◆ BRANO FORNITO

★ ★ ★ ★ ★

Secondo appuntamento con Guida a Sinistra, la nostra rubrica di consigli e suggerimenti (non richiesti) per esseri umani standard che sentono il bisogno, nel loro piccolo, di fare qualcosa per ridurre il quantitativo d’odio nel mondo, per “restare umani” e per disinnescare almeno in parte le bombe di populismo, qualunquismo e intolleranza sganciate quotidianamente dall’estrema des da persone problematiche.
Oggi parliamo, in realtà, di un argomento parecchio “generico”: perdere la calma in una discussione. È successo a tutti: qualcuno dice qualcosa di insensato, o che colpisce un nostro “punto debole”, e a quel punto “ci parte l’embolo”. Una caligine rossa scende sui nostri occhi e ci produciamo in un rant epico, attaccando l’interlocutore (e non solo le sue idee), magari fissandoci su un dettaglio o una singola frase, senza più vedere (se c’è) la logica dietro il suo ragionamento e soprattutto senza più la minima disponibilità non solo a dargli ragione, ma anche solo a provare a capire il suo punto di vista. A me è successo spesso, a volte me ne dolgo, altre volte meno, sta di fatto che non è un buon segnale quando succede.
Proprio perché è una sensazione che ho sperimentato, anche di recente (sempre più raramente perdendo la calma, più spesso per fortuna evitando il disastro) mi permetto di provare a darvi qualche consiglio con annesso qualche esempio pratico. Apprezzate almeno la buona volontà, laddove mancasse capacità di sintesi.

★ ★ ★ ★ ★

◆ Estratto del dataset
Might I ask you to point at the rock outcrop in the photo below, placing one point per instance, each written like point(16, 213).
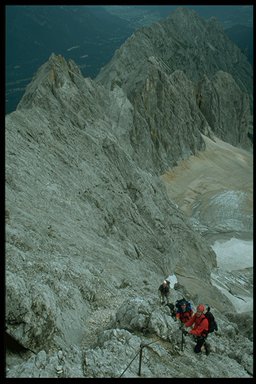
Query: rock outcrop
point(89, 223)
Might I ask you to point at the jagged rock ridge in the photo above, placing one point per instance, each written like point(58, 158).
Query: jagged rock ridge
point(89, 223)
point(184, 77)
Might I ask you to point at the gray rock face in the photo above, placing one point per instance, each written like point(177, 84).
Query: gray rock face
point(162, 70)
point(89, 223)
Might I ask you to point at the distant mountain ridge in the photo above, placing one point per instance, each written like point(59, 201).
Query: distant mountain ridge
point(87, 34)
point(182, 62)
point(90, 229)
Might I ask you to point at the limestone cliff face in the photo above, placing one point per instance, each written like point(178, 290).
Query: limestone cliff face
point(161, 68)
point(75, 197)
point(87, 215)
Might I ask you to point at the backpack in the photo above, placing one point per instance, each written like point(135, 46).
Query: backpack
point(179, 302)
point(211, 320)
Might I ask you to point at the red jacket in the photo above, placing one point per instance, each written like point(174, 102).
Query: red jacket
point(184, 316)
point(201, 325)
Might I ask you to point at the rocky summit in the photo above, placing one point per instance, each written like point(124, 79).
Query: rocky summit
point(99, 210)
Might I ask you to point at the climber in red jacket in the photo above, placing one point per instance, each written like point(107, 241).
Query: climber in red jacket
point(200, 329)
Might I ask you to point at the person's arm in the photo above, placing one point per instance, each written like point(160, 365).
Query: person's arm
point(203, 326)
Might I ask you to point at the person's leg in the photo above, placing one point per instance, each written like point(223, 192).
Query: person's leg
point(199, 343)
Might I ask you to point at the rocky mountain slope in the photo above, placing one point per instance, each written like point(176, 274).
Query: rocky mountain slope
point(91, 230)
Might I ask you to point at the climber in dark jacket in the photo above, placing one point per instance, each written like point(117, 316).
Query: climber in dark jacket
point(200, 328)
point(164, 292)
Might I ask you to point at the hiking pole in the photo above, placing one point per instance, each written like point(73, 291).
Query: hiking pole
point(141, 347)
point(182, 340)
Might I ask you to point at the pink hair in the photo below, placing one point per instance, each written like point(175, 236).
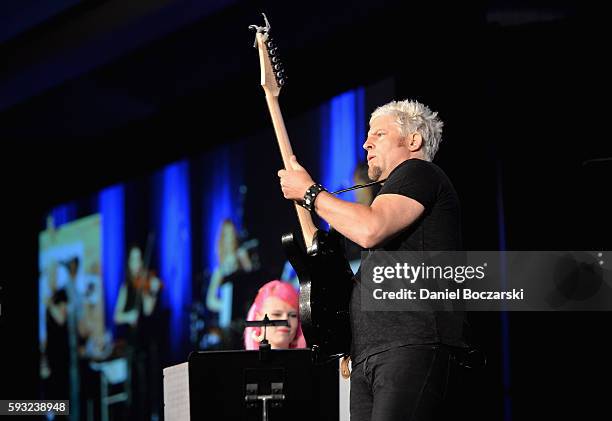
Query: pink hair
point(286, 292)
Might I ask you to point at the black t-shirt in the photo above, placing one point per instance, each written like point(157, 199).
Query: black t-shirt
point(439, 228)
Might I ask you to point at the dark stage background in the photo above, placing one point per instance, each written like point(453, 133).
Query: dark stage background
point(94, 93)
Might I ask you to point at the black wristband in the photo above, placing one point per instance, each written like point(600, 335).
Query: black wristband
point(311, 195)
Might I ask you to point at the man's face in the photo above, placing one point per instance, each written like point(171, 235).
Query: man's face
point(385, 146)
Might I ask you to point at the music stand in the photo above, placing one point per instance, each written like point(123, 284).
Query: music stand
point(243, 386)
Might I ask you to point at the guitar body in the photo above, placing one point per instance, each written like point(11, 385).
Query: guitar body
point(326, 279)
point(326, 282)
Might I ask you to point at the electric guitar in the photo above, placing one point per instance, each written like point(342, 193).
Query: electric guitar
point(317, 256)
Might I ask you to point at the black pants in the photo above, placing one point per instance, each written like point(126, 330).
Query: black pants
point(406, 383)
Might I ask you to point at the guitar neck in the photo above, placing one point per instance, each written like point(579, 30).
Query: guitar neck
point(306, 223)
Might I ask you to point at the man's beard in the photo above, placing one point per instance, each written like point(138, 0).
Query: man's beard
point(374, 172)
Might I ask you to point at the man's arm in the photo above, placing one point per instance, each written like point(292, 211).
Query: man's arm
point(369, 226)
point(364, 225)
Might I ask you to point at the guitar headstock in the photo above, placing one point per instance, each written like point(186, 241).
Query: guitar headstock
point(272, 73)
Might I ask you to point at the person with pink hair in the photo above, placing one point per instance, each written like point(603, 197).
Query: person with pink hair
point(279, 300)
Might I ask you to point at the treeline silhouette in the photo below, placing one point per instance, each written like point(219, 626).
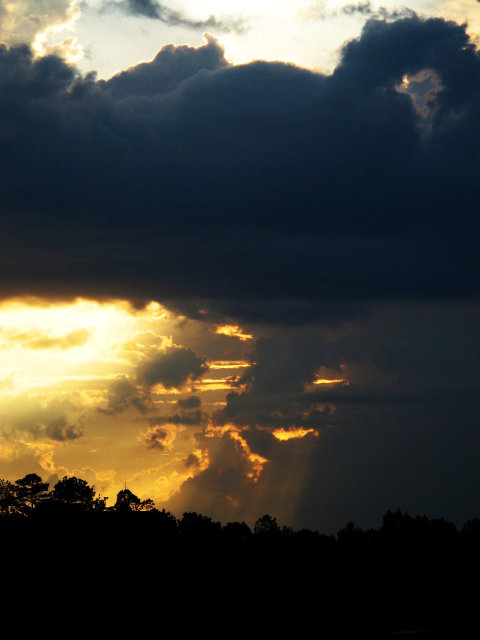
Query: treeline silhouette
point(413, 573)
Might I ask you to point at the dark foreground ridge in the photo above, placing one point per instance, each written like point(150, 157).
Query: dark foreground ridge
point(413, 574)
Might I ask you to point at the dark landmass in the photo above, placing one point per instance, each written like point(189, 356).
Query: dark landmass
point(414, 574)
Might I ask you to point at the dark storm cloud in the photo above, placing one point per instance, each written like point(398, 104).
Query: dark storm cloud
point(159, 11)
point(173, 368)
point(240, 185)
point(171, 66)
point(184, 418)
point(402, 433)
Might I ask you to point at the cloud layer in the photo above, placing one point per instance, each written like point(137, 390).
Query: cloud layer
point(189, 177)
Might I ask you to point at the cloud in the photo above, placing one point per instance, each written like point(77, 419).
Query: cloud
point(189, 404)
point(40, 340)
point(170, 67)
point(159, 437)
point(155, 10)
point(35, 21)
point(122, 395)
point(173, 368)
point(25, 417)
point(362, 195)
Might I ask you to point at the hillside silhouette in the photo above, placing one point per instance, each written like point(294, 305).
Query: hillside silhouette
point(412, 574)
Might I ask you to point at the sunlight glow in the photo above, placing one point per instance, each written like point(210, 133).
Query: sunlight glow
point(233, 331)
point(256, 461)
point(293, 433)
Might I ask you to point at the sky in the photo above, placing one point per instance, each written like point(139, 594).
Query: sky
point(239, 266)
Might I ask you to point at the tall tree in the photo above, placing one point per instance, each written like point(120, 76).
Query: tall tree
point(74, 491)
point(30, 490)
point(8, 500)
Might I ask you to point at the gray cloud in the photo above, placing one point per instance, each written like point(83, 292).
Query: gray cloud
point(173, 368)
point(155, 10)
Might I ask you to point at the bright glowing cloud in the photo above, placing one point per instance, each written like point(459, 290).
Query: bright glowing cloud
point(233, 331)
point(293, 433)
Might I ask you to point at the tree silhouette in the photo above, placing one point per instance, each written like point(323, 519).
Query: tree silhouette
point(8, 500)
point(30, 491)
point(74, 491)
point(266, 526)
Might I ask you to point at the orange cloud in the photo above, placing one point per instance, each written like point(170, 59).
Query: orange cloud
point(233, 331)
point(293, 433)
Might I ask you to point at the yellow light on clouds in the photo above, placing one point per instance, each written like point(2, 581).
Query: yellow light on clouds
point(233, 331)
point(293, 433)
point(43, 343)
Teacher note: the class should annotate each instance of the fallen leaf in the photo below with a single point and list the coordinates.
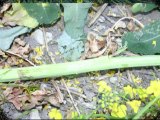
(53, 101)
(112, 47)
(97, 54)
(55, 114)
(20, 42)
(39, 92)
(120, 24)
(130, 26)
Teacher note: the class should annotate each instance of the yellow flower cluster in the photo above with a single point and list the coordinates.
(118, 110)
(154, 88)
(103, 87)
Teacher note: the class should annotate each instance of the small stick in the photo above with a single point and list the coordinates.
(97, 14)
(58, 90)
(134, 19)
(71, 97)
(31, 63)
(46, 45)
(73, 92)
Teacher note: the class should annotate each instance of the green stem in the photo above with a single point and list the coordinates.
(77, 67)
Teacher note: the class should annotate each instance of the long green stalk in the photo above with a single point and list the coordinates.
(143, 111)
(61, 69)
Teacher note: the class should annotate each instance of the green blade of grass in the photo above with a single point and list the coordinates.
(77, 67)
(142, 112)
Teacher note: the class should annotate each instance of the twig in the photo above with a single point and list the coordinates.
(129, 76)
(46, 45)
(71, 97)
(53, 82)
(97, 14)
(111, 29)
(73, 92)
(58, 90)
(9, 52)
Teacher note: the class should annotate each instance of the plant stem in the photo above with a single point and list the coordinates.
(77, 67)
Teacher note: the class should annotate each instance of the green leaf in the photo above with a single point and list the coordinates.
(7, 36)
(146, 41)
(33, 14)
(71, 42)
(143, 7)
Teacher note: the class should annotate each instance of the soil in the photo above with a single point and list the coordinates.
(87, 81)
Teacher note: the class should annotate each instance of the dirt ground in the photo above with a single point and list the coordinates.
(85, 91)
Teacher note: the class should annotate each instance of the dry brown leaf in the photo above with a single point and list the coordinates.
(120, 24)
(39, 92)
(53, 101)
(7, 91)
(16, 102)
(93, 45)
(131, 26)
(20, 42)
(112, 47)
(99, 53)
(2, 53)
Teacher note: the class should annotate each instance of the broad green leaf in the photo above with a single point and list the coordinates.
(7, 36)
(146, 41)
(32, 14)
(71, 42)
(143, 7)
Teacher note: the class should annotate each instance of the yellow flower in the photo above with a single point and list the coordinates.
(154, 88)
(142, 93)
(55, 114)
(129, 91)
(136, 79)
(111, 73)
(118, 111)
(103, 87)
(135, 104)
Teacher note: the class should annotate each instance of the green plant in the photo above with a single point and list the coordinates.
(77, 67)
(143, 7)
(145, 41)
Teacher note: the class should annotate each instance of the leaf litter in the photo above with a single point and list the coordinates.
(96, 45)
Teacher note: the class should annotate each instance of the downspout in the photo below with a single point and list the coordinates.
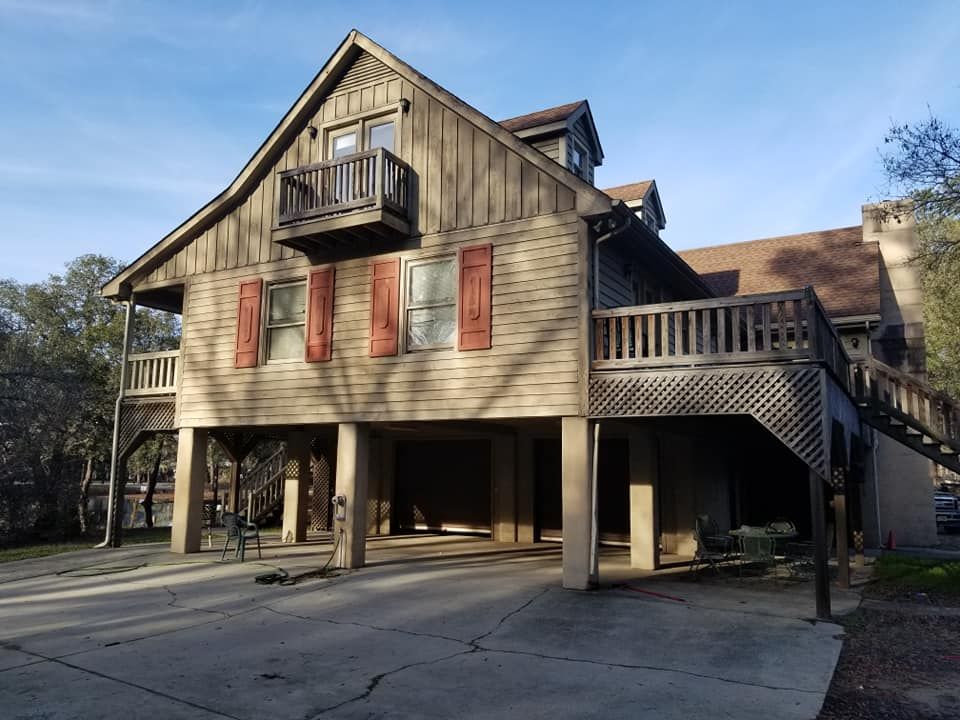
(594, 518)
(112, 500)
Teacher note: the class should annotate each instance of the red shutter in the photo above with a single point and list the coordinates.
(476, 276)
(384, 307)
(320, 315)
(248, 324)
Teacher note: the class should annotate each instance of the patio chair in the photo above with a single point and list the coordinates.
(240, 530)
(758, 550)
(712, 546)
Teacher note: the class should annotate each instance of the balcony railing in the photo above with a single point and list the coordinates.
(775, 327)
(372, 179)
(152, 373)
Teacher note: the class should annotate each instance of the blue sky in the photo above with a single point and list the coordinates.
(120, 119)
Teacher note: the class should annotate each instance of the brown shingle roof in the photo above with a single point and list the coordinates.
(631, 191)
(844, 271)
(541, 117)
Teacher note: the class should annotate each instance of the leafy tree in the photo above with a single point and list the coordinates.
(60, 350)
(922, 162)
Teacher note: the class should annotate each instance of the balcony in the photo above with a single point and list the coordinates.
(152, 374)
(774, 328)
(358, 199)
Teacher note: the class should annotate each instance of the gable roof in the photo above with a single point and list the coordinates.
(560, 113)
(590, 201)
(630, 192)
(844, 270)
(635, 194)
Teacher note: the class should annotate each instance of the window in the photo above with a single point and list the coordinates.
(380, 135)
(578, 160)
(431, 303)
(286, 312)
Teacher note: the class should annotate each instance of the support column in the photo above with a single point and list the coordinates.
(296, 487)
(188, 490)
(353, 440)
(843, 551)
(579, 548)
(644, 523)
(504, 469)
(526, 490)
(821, 570)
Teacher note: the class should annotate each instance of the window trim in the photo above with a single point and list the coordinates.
(404, 300)
(360, 125)
(267, 326)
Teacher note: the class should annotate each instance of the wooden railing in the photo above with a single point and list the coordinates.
(366, 180)
(262, 489)
(774, 327)
(906, 399)
(152, 373)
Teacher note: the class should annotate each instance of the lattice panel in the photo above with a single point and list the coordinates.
(785, 401)
(144, 416)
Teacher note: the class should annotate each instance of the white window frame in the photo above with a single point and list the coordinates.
(268, 326)
(406, 307)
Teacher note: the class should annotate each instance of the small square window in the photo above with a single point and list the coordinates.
(286, 315)
(431, 312)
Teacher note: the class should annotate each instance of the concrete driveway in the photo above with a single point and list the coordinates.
(436, 627)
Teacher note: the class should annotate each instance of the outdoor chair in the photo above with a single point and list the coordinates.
(713, 547)
(758, 550)
(240, 530)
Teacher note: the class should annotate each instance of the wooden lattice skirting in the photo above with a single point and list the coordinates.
(788, 401)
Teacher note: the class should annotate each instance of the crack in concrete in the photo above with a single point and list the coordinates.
(144, 688)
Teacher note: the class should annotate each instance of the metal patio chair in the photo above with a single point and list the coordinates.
(240, 530)
(713, 547)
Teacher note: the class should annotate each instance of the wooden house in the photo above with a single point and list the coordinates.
(443, 318)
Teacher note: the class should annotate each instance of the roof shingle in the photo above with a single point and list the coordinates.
(631, 191)
(844, 271)
(541, 117)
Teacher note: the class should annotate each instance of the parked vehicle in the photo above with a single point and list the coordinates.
(948, 511)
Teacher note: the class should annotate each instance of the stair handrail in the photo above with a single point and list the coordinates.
(261, 475)
(907, 398)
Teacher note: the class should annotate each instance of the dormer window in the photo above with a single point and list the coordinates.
(578, 159)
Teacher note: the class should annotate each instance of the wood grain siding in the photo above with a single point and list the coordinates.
(462, 178)
(616, 286)
(532, 369)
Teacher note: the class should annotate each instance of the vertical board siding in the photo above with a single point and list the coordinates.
(462, 178)
(531, 368)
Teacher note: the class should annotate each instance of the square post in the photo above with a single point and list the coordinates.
(296, 487)
(644, 520)
(504, 480)
(188, 491)
(821, 570)
(579, 540)
(353, 440)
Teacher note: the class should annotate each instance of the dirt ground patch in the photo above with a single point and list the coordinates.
(897, 665)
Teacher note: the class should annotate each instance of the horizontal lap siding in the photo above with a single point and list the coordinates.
(531, 370)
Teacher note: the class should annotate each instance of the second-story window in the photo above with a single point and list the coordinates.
(286, 313)
(431, 303)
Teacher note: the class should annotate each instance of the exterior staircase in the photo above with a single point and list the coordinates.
(261, 489)
(909, 410)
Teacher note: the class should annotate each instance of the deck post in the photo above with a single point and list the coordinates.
(296, 486)
(843, 550)
(821, 570)
(186, 532)
(579, 566)
(504, 481)
(353, 442)
(644, 526)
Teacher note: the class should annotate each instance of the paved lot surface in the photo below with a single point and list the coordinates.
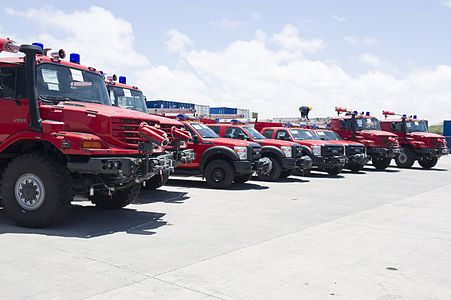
(373, 235)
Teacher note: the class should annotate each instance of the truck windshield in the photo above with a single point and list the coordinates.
(57, 83)
(302, 134)
(328, 135)
(204, 131)
(254, 133)
(126, 98)
(416, 126)
(367, 124)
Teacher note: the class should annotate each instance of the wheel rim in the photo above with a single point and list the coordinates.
(402, 158)
(29, 191)
(218, 175)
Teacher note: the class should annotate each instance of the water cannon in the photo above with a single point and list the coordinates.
(340, 110)
(123, 79)
(153, 135)
(182, 117)
(112, 78)
(74, 58)
(180, 134)
(8, 45)
(40, 45)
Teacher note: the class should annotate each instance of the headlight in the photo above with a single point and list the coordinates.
(287, 151)
(241, 151)
(316, 150)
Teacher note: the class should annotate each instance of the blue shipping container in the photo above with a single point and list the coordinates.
(223, 111)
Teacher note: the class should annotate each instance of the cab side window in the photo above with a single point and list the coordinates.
(216, 129)
(268, 133)
(12, 83)
(282, 135)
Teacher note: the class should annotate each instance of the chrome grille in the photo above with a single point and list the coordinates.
(332, 150)
(355, 149)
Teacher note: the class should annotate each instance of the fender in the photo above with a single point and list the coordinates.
(306, 150)
(273, 150)
(222, 150)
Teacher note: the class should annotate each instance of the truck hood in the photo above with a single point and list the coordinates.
(343, 142)
(275, 143)
(425, 135)
(229, 142)
(115, 112)
(377, 133)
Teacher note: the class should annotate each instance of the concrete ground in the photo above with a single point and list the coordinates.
(373, 235)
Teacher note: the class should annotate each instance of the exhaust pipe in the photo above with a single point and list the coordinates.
(153, 134)
(180, 134)
(30, 52)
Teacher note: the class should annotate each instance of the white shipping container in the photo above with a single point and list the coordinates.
(202, 110)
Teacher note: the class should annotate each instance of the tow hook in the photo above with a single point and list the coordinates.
(264, 166)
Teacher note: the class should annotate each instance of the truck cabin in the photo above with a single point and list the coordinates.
(126, 96)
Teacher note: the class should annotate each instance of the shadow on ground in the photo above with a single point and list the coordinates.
(89, 221)
(161, 195)
(203, 185)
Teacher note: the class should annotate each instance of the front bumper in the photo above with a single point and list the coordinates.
(185, 156)
(359, 159)
(433, 152)
(304, 162)
(383, 152)
(124, 169)
(243, 167)
(326, 162)
(262, 165)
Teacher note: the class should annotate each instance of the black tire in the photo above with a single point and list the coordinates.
(406, 158)
(286, 173)
(428, 163)
(334, 171)
(36, 190)
(354, 167)
(381, 163)
(219, 174)
(156, 181)
(243, 178)
(118, 199)
(274, 174)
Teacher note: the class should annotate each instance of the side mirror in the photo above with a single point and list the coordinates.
(393, 126)
(195, 139)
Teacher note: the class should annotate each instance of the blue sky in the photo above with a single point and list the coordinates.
(398, 39)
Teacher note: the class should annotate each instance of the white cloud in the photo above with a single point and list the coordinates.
(256, 16)
(227, 23)
(103, 40)
(177, 41)
(447, 3)
(290, 39)
(339, 19)
(267, 73)
(371, 60)
(366, 41)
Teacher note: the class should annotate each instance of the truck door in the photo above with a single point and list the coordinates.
(13, 105)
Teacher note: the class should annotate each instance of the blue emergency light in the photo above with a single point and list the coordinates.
(40, 45)
(74, 58)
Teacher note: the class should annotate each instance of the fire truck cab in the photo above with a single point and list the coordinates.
(417, 144)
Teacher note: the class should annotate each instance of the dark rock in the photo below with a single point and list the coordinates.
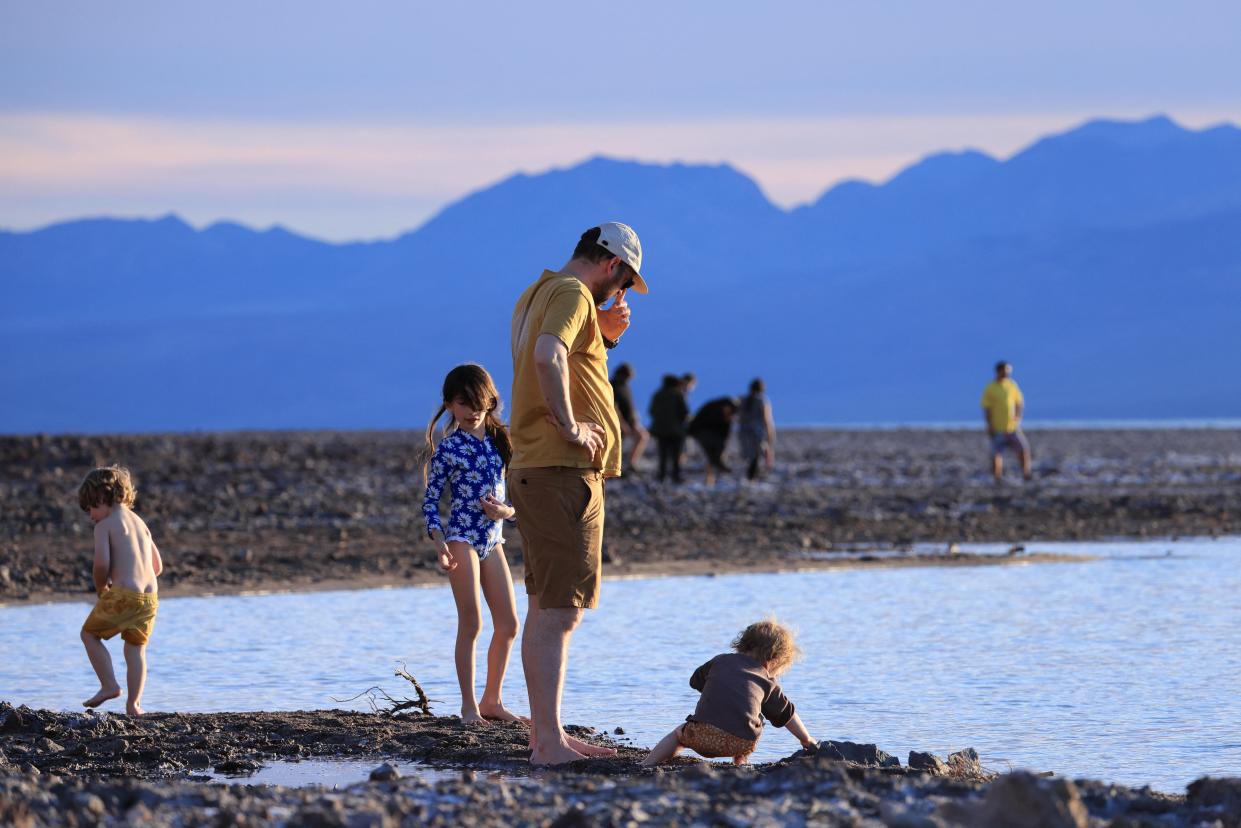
(927, 764)
(575, 817)
(237, 766)
(964, 762)
(1216, 792)
(1021, 800)
(868, 755)
(385, 772)
(197, 759)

★ ★ ★ ★ ★

◆ ESERCIZI
a) Trascrivi dal brano sul perdere la calma il passaggio che inizia con "Secondo appuntamento con" e finisce con "da persone problematiche.".
b) Rispondi a queste domande sul brano sul perdere la calma:
(i) Qual è il nome della rubrica?
(ii) Qual è l'argomento di questo appuntamento?
(iii) Che cosa accompagna i consigli che l'autore si propone di dare?
Per rispondere basati soltanto sul brano.

◆ SOLUZIONI
a)
Secondo appuntamento con Guida a Sinistra, la nostra rubrica di consigli e suggerimenti (non richiesti) per esseri umani standard che sentono il bisogno, nel loro piccolo, di fare qualcosa per ridurre il quantitativo d’odio nel mondo, per “restare umani” e per disinnescare almeno in parte le bombe di populismo, qualunquismo e intolleranza sganciate quotidianamente dall’estrema des da persone problematiche.

b)
(i) Guida a Sinistra.
(ii) Perdere la calma in una discussione.
(iii) Qualche esempio pratico.